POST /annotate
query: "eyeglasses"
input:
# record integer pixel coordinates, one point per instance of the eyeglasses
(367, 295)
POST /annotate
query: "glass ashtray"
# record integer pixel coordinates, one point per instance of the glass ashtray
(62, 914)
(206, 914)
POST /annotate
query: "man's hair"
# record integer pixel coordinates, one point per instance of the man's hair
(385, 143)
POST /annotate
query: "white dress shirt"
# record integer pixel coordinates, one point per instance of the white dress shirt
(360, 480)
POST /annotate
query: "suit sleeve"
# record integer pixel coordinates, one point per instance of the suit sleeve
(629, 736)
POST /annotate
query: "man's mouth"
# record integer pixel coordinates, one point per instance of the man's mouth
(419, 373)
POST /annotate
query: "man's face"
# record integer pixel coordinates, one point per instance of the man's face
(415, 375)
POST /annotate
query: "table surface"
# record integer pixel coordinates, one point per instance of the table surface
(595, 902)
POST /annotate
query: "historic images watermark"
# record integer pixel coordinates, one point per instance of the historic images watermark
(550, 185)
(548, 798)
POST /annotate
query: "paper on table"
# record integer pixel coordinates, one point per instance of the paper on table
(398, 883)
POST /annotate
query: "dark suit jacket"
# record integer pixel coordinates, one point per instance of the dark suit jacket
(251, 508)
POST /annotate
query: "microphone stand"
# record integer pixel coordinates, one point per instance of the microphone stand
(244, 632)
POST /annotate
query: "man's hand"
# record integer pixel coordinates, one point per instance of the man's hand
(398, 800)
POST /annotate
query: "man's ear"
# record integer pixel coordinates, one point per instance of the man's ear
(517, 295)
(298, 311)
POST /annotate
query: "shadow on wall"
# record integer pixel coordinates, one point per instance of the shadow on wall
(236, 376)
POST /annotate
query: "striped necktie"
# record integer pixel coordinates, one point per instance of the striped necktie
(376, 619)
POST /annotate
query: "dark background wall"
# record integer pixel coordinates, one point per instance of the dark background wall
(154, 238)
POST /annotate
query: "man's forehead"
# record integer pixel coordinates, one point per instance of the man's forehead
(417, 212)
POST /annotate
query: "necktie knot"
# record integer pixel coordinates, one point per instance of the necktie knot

→ Objective: Filter the material above down to every line that contains the word "hair", and copy those lines.

→ Task answer:
query: "man's hair"
# record integer pixel coordinates, one point per instance of the man's hair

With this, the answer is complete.